### Given data
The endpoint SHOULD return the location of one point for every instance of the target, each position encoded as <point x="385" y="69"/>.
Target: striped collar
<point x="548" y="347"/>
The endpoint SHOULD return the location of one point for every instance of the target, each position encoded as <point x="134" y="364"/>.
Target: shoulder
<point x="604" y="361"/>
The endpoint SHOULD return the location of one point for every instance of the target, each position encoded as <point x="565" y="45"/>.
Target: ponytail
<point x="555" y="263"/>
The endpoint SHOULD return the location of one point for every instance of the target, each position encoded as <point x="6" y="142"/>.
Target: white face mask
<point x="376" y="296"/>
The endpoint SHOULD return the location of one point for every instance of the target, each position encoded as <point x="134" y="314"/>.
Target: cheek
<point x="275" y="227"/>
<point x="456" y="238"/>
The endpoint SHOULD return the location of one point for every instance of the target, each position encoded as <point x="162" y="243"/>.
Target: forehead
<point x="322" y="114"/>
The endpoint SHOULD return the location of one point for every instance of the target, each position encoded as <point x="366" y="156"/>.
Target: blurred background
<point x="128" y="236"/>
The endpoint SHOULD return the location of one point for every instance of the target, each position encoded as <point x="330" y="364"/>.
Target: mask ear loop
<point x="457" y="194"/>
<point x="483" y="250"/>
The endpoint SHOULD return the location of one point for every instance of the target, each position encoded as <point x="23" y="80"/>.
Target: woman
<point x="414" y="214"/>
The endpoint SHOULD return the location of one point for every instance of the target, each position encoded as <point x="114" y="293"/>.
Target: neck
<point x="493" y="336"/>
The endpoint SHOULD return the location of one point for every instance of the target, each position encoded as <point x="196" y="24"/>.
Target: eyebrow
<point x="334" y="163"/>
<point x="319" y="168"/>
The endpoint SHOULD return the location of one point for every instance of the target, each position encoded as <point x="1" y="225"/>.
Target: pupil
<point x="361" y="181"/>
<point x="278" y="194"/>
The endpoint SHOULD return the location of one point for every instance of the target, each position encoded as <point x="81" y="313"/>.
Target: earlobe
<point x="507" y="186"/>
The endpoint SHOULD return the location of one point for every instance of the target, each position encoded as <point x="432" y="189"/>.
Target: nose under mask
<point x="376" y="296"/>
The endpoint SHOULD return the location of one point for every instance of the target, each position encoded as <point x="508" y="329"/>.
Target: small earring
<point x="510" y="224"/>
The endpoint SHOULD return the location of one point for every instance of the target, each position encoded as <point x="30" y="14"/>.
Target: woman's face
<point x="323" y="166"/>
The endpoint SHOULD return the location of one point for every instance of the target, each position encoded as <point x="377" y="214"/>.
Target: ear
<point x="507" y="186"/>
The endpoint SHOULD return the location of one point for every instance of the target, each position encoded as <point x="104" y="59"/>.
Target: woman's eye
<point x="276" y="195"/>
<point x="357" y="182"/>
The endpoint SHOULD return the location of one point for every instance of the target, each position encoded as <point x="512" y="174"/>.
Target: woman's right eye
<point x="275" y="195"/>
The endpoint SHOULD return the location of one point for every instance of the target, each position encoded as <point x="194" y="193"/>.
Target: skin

### What needs to be done
The records above are to be given again in full, exactly.

### Problem solution
The endpoint SHOULD return the location of one point for every instance of the target, each position encoded as <point x="385" y="69"/>.
Target: striped collar
<point x="548" y="347"/>
The endpoint SHOULD return the location of one point for every instance of the target, each position encoded as <point x="134" y="364"/>.
Target: shoulder
<point x="604" y="361"/>
The endpoint SHOULD return the location of one point for every instance of the target, each position encoded as <point x="565" y="45"/>.
Target: ponytail
<point x="555" y="263"/>
The endpoint SHOULD return the location of one point for every instance of the target, each position encoded as <point x="6" y="142"/>.
Target: white face mask
<point x="376" y="296"/>
The endpoint SHOULD return the location of one point for every instance of the target, each position encoded as <point x="134" y="314"/>.
Target: cheek
<point x="275" y="227"/>
<point x="456" y="238"/>
The endpoint SHOULD return the location of one point for every instance of the target, each position encoded as <point x="162" y="243"/>.
Target: forehead
<point x="322" y="114"/>
The endpoint SHOULD return the location of one point for every instance of the target, each position encoded as <point x="366" y="156"/>.
Target: blurred background
<point x="128" y="236"/>
The endpoint SHOULD return the location of one point for every instance of the target, each position encoded as <point x="330" y="364"/>.
Target: mask ear loop
<point x="457" y="194"/>
<point x="483" y="250"/>
The endpoint SHOULD return the location of one point for every instance of the target, each position encoded as <point x="23" y="80"/>.
Target: woman
<point x="414" y="214"/>
The endpoint SHOULD return the location of one point for every instance of the target, each position encoded as <point x="114" y="293"/>.
Target: neck
<point x="493" y="336"/>
The endpoint SHOULD return the location of one point for every instance of the target, each position encoded as <point x="196" y="24"/>.
Target: eyebrow
<point x="334" y="163"/>
<point x="319" y="168"/>
The endpoint SHOULD return the location of one point for every instance of the target, each position encoded as <point x="1" y="225"/>.
Target: pupil
<point x="361" y="181"/>
<point x="278" y="194"/>
The endpoint SHOULD return the location of one point for every instance of the target, each position encoded as <point x="81" y="313"/>.
Target: earlobe
<point x="507" y="186"/>
The endpoint SHOULD return the location of one point for every instance of the target, each position encoded as <point x="432" y="189"/>.
Target: nose under mask
<point x="376" y="296"/>
The endpoint SHOULD return the location of one point for every instance of the target, each position encoded as <point x="508" y="329"/>.
Target: small earring
<point x="510" y="224"/>
The endpoint SHOULD return the location of one point for every instance of the target, each position encoded as <point x="30" y="14"/>.
Target: woman's face
<point x="323" y="166"/>
The endpoint SHOULD return the location of one point for every instance of the target, each position encoded as <point x="377" y="214"/>.
Target: ear
<point x="507" y="186"/>
The endpoint SHOULD return the location of one point for every instance of the target, each position encoded as <point x="104" y="59"/>.
Target: woman's eye
<point x="276" y="195"/>
<point x="357" y="182"/>
The endpoint SHOULD return the location of one point for every instance of the target, each position encoded as <point x="512" y="174"/>.
Target: woman's right eye
<point x="275" y="195"/>
The endpoint SHOULD return the location of one point for every instance of the target, each position encoded as <point x="194" y="193"/>.
Target: skin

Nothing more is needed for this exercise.